__TASK OBJECTIVE__
State how many lines of the material contain the word "leaf", and give only that number.

Location identification items:
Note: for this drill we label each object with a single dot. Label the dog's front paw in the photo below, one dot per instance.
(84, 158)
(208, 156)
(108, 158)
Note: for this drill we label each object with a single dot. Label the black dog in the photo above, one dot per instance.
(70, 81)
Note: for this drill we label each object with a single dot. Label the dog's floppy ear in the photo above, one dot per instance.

---

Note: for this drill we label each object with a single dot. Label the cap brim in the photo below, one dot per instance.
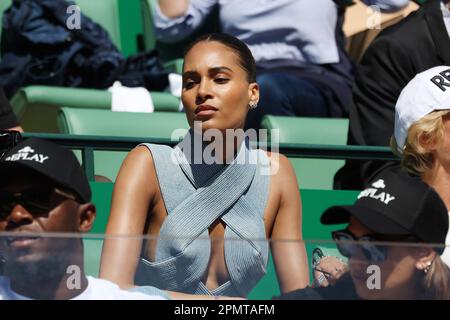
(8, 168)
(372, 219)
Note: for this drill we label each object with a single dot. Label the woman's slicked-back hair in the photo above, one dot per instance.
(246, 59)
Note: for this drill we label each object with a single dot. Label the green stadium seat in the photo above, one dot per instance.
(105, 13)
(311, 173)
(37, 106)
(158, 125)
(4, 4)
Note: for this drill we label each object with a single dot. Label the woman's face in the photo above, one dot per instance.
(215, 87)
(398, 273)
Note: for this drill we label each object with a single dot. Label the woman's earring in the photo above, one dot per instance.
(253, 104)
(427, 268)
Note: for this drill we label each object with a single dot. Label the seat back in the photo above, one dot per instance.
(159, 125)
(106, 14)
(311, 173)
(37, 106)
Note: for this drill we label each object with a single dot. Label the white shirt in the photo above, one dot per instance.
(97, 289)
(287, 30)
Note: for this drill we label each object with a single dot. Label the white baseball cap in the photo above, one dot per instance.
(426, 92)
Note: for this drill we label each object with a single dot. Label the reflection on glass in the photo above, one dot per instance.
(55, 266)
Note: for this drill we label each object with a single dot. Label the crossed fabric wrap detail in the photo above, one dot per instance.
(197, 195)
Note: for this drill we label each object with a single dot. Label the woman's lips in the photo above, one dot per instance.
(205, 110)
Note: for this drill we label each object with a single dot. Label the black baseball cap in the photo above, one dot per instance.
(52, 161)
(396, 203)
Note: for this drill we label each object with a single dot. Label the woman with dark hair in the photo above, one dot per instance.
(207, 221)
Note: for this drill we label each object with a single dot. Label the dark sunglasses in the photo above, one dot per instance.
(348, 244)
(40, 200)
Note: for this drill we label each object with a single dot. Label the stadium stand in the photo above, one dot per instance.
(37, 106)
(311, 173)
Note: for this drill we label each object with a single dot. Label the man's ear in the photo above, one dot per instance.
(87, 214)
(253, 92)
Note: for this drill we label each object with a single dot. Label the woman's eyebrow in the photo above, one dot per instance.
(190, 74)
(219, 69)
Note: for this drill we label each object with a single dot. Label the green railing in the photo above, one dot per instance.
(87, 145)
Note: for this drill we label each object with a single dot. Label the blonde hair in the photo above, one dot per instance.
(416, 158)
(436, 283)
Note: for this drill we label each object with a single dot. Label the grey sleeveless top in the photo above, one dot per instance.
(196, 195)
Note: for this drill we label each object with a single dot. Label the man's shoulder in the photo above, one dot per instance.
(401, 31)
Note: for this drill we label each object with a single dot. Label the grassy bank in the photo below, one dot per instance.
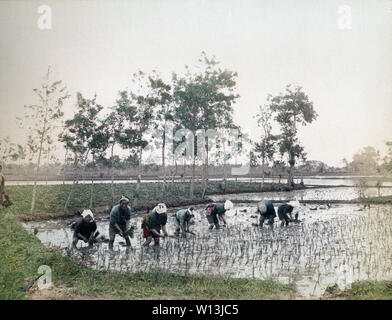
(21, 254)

==

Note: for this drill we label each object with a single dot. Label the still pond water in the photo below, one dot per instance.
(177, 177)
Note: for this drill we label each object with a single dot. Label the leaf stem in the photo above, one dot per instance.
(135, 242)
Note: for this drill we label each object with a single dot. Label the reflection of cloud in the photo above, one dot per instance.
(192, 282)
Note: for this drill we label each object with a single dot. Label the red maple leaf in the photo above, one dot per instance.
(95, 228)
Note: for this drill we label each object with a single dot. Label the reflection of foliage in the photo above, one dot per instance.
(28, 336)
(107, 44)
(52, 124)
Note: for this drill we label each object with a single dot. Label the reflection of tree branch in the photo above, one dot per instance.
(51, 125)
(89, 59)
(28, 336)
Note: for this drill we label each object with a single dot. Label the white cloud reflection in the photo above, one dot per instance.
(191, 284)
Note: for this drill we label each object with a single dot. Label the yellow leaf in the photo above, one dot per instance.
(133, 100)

__TASK RESPONSE__
3